> _TASK DETAILS_:
Transcribe exactly the line containing "Target: wristwatch" and the remaining lines of the listing below, through the very last.

⟨

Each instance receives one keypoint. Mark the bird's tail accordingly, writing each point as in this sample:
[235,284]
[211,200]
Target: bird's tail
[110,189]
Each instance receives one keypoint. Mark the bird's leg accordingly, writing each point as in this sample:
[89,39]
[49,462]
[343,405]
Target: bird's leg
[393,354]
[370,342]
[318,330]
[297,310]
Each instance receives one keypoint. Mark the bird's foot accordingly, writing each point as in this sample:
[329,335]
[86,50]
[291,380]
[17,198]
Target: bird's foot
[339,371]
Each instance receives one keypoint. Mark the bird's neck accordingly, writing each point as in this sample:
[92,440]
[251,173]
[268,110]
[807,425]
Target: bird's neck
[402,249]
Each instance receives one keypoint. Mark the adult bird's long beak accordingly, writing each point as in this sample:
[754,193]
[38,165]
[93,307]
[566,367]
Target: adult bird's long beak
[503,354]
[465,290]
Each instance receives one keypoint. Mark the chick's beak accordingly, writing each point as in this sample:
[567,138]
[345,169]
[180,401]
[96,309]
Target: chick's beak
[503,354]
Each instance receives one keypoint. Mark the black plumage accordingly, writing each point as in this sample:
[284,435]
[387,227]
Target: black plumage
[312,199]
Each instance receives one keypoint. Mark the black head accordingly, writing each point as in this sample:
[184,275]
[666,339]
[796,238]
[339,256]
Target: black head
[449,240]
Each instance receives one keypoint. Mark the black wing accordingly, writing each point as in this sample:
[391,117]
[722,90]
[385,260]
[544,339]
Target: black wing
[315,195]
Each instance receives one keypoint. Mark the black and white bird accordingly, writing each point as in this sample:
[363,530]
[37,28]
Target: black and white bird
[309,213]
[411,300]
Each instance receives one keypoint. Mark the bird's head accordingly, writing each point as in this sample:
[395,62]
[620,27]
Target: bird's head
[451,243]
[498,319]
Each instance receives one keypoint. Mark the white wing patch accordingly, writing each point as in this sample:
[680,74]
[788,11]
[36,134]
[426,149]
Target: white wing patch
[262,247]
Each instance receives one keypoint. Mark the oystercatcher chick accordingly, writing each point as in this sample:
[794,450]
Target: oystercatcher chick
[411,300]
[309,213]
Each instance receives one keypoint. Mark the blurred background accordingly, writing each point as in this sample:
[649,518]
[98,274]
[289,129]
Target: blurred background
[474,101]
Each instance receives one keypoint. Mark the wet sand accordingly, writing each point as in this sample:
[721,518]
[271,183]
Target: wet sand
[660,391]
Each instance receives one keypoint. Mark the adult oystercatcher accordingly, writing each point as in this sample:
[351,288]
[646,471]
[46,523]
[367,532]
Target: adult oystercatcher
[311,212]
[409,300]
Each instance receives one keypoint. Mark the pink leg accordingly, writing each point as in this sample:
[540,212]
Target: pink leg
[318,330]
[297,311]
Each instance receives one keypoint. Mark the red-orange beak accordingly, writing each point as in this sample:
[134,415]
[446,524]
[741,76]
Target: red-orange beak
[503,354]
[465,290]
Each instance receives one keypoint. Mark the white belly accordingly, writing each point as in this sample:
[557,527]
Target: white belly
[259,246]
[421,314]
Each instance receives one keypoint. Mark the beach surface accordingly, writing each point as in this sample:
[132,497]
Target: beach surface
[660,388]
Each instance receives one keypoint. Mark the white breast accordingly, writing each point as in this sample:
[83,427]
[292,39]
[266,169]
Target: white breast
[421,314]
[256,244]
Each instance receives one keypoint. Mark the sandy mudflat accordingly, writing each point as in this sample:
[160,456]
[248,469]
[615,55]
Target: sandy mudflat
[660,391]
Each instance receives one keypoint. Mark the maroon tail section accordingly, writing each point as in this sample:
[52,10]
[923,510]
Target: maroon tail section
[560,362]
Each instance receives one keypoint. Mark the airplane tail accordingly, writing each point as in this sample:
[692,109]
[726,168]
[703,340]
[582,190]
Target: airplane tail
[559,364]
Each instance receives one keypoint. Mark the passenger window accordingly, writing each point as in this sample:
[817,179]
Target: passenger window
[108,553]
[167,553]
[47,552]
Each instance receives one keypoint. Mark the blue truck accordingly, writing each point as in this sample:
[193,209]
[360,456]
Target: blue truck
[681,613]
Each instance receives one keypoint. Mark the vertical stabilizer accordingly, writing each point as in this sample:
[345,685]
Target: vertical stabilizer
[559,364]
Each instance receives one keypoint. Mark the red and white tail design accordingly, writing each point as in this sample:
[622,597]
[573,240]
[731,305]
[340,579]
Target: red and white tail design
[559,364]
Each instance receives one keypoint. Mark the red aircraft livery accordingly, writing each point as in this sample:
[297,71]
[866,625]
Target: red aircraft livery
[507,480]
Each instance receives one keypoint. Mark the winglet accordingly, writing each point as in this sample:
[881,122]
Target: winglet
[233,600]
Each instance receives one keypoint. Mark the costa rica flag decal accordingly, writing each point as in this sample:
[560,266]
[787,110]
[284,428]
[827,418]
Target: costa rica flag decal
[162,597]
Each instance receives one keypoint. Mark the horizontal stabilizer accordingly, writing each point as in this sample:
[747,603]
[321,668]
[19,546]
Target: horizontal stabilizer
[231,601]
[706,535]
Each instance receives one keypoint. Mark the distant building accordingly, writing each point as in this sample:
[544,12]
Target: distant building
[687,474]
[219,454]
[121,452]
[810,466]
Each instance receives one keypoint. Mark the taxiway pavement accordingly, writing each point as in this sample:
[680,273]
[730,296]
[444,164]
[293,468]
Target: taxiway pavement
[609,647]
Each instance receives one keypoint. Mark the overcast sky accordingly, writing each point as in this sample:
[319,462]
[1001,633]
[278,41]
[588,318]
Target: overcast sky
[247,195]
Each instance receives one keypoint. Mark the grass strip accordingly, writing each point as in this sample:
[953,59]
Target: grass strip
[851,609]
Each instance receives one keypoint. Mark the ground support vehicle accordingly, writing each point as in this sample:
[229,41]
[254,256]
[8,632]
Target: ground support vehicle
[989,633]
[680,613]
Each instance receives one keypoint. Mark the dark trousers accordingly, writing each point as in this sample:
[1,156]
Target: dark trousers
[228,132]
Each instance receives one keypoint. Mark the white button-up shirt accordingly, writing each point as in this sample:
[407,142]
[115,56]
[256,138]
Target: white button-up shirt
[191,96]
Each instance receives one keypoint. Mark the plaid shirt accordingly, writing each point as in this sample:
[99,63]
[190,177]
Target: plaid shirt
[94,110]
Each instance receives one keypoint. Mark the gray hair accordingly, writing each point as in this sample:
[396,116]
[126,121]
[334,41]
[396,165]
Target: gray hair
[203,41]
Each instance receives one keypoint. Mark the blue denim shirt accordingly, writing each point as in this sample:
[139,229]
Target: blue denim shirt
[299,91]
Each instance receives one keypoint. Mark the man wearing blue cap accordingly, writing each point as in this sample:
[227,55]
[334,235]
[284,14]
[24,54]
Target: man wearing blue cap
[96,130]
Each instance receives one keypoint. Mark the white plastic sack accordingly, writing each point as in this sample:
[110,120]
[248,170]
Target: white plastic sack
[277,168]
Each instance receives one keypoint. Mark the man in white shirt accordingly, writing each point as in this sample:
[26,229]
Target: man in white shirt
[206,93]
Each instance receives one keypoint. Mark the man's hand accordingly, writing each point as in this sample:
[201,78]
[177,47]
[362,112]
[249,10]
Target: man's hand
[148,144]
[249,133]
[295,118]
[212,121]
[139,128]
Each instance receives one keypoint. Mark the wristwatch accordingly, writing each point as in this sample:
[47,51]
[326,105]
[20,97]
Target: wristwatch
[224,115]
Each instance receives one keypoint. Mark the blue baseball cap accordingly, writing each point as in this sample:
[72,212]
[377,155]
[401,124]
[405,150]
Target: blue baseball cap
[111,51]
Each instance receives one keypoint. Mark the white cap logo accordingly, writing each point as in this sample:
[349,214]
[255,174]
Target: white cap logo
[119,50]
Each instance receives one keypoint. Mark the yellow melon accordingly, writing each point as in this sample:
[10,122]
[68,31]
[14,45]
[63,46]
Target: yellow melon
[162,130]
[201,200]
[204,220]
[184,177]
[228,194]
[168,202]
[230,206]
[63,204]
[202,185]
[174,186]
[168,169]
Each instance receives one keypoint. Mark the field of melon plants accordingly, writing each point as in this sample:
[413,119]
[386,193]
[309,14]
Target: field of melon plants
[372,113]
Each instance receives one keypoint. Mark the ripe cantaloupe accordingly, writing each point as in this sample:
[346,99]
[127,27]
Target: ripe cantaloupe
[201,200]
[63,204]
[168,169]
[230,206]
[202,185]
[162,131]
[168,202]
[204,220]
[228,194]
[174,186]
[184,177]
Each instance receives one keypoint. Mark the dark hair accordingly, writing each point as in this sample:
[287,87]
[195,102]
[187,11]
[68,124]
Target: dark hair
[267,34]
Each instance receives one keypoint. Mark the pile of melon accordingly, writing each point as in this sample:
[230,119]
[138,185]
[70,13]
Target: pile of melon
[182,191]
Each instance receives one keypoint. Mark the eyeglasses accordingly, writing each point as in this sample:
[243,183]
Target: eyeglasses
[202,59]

⟩

> _SOLUTION TO THIS PROBLEM_:
Target: wristwatch
[224,115]
Each instance receives one keypoint. Mark the blue baseball cap accordingly, writing each point as in this sample:
[72,212]
[377,155]
[401,124]
[405,150]
Target: blue baseball cap
[111,51]
Each instance receives one keypoint. Mark the white cap logo accordingly, writing each point as in this sample:
[349,214]
[255,174]
Target: white cap logo
[119,50]
Each instance receives one keypoint. Mark the yellow melon accordingly, writing each point as in this sample:
[10,122]
[68,31]
[14,45]
[63,46]
Target: yellow melon
[162,130]
[201,200]
[204,220]
[184,177]
[228,194]
[168,202]
[230,206]
[63,204]
[202,185]
[174,186]
[168,169]
Each instance receives one keypoint. Mark the field of melon plants accordingly, writing each point as in this sample:
[413,119]
[386,193]
[309,14]
Target: field of melon plants
[372,113]
Each instance receives one keypoint. Mark the ripe cantaloupe accordingly, writing each point as in this sample:
[346,99]
[127,27]
Target: ripe cantaloupe
[201,200]
[63,204]
[168,169]
[230,206]
[202,185]
[162,131]
[168,202]
[204,220]
[228,194]
[174,186]
[184,177]
Each instance receives one keypoint. Mark the dark hair accordingly, writing each point as in this sample:
[287,87]
[195,102]
[187,11]
[68,124]
Target: dark hair
[267,34]
Each instance receives one keypoint. Mark the pile of melon accordingly, writing each point as in this sample:
[230,119]
[138,185]
[70,13]
Target: pile of melon
[182,191]
Each instance receives one keypoint. Mark the eyeglasses accordingly, writing each point as in this sample:
[243,183]
Target: eyeglasses
[202,59]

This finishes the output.